> [SUPPLIED PASSAGE]:

>> begin

Sheep just love sex scandals!
Quoting from an article by David Walsh entitled, “New York Governor Eliot Spitzer Forced to Resign in Sex Scandal” —
“The real concerns in this episode center on the methods used by the Bush administration’s Justice Department and their implications for the entire political system. What the facts and the context strongly suggest is that Spitzer was targeted by powerful enemies in the government, who act without restraint and on behalf of a definite political agenda.
“With its enormous financial and technological resources, and new-found powers under laws enacted in the name of the bogus “war on terror,” the federal government has the means to “get the goods” on its opponents and either intimidate them into silence, destroy their careers, or have them locked away in prison. Political scores are settled in this manner and prominent figures eliminated in bloodless “hits.”
“How many others are under investigation? What kind of impact will the set-up of Spitzer have on American political life, where those who live “blameless lives” are few and far between? …
“… one needs to ask, at what level did this sting operation receive approval? Was it approved by Attorney General Michael Mukasey? Was George W. Bush involved?
“The affair became the property of the Department of Justice’s Public Integrity Section, notorious under the Bush administration for its investigation of 5.6 times as many Democrats as Republicans. …
“This is all about politics and the way in which politics is conducted in the US at present. With great fanfare, amid endless claims about the need to protect freedom and democracy, the US government launched the “war on terror,” tightened banking regulations to fight “terrorist financing,” and what has it accomplished? Involving the governor of New York in a sordid sex scandal! …
“The Spitzer affair is terribly American, reflective of a country where social and class issues are not yet fought out openly, but through coded messages, metaphors and scandals. Meanwhile, the working population is disenfranchised and forced to choose between one or another millionaire politician.
The increasing resort to police-state methods to regulate political differences demonstrates that those social and class issues are threatening ever more insistently to burst through to the surface.”
Here’s the entire article by David Walsh — http://www.wsws.org/articles/2008/mar2008/sptz-m13.shtml
namaste March 13th, 2008 6:56 pm
“Last week he caught the bankers in a multi-billion dollar subprime scandal, stealing precious mortgage funds and throwing good Americans onto the street, with direct complicity with the “White” House. They retaliated in typical subterfuge with FBI.”
While retaliation is the name of the game, we can only hope that the rest of the governors and attorney generals across the country who are going after this part of the Wall Street crime syndicate aren’t hiding any sex scandals yet to be uncovered.
The mentality in this country is so pathetic….it’s just astounding!
It is refreshing that so many bloggers here condemn men buying prositute services. The general hubbub around some offices has seemed to portray buying sex as an extreme sport by virtue of the price paid. There has been very little talk of the moral apsects of Spitzer’s behavior, only whether she was worth the price paid. And some add the thought of how much they’d pay. So thanks for these blogs which broaden perspective from “Doin’ what comes natural”.

>> end

> [GIVEN INSTRUCTION A]: Please edit the rows beginning at the line that has "Can you locate the toilet tank" and running through the end of the rows, changing "Drop" to "Place" and leaving everything else as it is.

> [RECORDS SHOWN]:
>> begin

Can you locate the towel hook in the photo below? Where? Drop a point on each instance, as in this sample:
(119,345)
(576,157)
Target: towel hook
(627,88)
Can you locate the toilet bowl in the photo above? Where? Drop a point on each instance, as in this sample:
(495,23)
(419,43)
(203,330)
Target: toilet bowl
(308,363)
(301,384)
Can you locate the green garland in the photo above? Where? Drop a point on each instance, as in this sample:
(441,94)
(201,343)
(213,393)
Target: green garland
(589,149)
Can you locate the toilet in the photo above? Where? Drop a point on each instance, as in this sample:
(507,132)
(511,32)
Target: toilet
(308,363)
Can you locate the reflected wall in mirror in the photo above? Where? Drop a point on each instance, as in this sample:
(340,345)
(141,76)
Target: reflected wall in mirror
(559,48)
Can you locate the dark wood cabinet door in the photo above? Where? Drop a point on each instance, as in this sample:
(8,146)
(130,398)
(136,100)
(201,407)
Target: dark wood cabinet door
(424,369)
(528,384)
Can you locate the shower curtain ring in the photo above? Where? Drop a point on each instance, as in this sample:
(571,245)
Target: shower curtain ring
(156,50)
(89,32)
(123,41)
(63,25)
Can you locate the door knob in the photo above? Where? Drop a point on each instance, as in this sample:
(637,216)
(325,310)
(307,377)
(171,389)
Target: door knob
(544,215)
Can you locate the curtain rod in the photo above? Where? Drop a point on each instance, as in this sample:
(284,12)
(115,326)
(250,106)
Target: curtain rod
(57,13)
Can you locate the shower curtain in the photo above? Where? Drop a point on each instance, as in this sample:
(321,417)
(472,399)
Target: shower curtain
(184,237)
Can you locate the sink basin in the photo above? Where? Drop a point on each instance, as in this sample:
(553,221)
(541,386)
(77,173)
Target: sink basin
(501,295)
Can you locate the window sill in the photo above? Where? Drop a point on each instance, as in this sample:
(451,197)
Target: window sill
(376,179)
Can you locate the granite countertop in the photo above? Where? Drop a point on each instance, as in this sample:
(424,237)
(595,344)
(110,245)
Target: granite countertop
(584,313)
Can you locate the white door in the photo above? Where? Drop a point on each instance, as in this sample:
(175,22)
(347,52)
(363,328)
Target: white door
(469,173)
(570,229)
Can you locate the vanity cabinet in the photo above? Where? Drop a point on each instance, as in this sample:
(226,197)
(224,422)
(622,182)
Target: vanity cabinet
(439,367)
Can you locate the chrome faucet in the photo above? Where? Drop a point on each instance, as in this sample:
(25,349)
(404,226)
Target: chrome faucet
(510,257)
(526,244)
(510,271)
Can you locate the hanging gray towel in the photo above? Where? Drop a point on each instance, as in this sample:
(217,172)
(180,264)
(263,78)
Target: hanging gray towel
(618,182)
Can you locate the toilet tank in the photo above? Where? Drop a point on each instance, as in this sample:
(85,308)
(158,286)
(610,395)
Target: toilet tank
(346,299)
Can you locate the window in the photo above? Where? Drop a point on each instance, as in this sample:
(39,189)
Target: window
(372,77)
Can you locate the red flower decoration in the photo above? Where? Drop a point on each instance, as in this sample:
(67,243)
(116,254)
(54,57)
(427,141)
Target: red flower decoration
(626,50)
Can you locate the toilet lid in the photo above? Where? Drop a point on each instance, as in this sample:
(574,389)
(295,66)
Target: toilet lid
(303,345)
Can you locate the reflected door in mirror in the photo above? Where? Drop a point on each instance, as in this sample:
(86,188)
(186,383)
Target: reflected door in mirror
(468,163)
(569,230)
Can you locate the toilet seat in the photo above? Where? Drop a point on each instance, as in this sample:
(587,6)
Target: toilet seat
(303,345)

>> end

> [GIVEN INSTRUCTION B]: Pick up the blog post on the Spitzer scandal after its final sentence and carry it on.

> [EXPECTED OUTPUT A]:
Can you locate the toilet tank in the photo above? Where? Place a point on each instance, as in this sample:
(85,308)
(158,286)
(610,395)
Target: toilet tank
(346,299)
Can you locate the window in the photo above? Where? Place a point on each instance, as in this sample:
(39,189)
Target: window
(372,77)
Can you locate the red flower decoration in the photo above? Where? Place a point on each instance, as in this sample:
(67,243)
(116,254)
(54,57)
(427,141)
Target: red flower decoration
(626,50)
Can you locate the toilet lid in the photo above? Where? Place a point on each instance, as in this sample:
(574,389)
(295,66)
Target: toilet lid
(303,345)
Can you locate the reflected door in mirror in the photo above? Where? Place a point on each instance, as in this sample:
(86,188)
(186,383)
Target: reflected door in mirror
(468,163)
(569,230)
Can you locate the toilet seat in the photo above? Where? Place a point on each instance, as in this sample:
(587,6)
Target: toilet seat
(303,345)

> [EXPECTED OUTPUT B]:
Spitzer’s big crime is hypocrisy. He’s been hoist on his self-righteous crusader persona. Those CEOs on the other hand are part of the raider baron mentality that rules the world. We have a world view based on an economic theory of permanent growth. It is a world view as laughable as the flat earth dogma. But it is the model our world leaders have chosen to accept. It is a model that compels the continuation of the practices that have brought us climate change, rampant pollution, loss of biodiversity, oh, and the mortgage crisis. In the grand scheme, Spitzer, like Bill Clinton, George HW Bush, Dwight Eisenhower, and probably 9 out of 10 of the remaining US presidents, is guilty of exercising the long-prevailing male prerogative of stepping outside of marriage when they think they can get away with it. Ho-hum
Yawn. It should be obvious by now that sex scandals are the preferred method to get rid of political problems for the real power-brokers in this country.
One would think with all the electronic surveillance going on right now, there is a long list of people in powerful positions with known sexual affairs. The important questions are: why did they choose this guy to expose, and why now?
My guess is 1) he is went after the “wrong” folks, and 2) as a distraction from other much more pressing problems, like failure in Iraq, collapsing economy, rising unemployment, etc.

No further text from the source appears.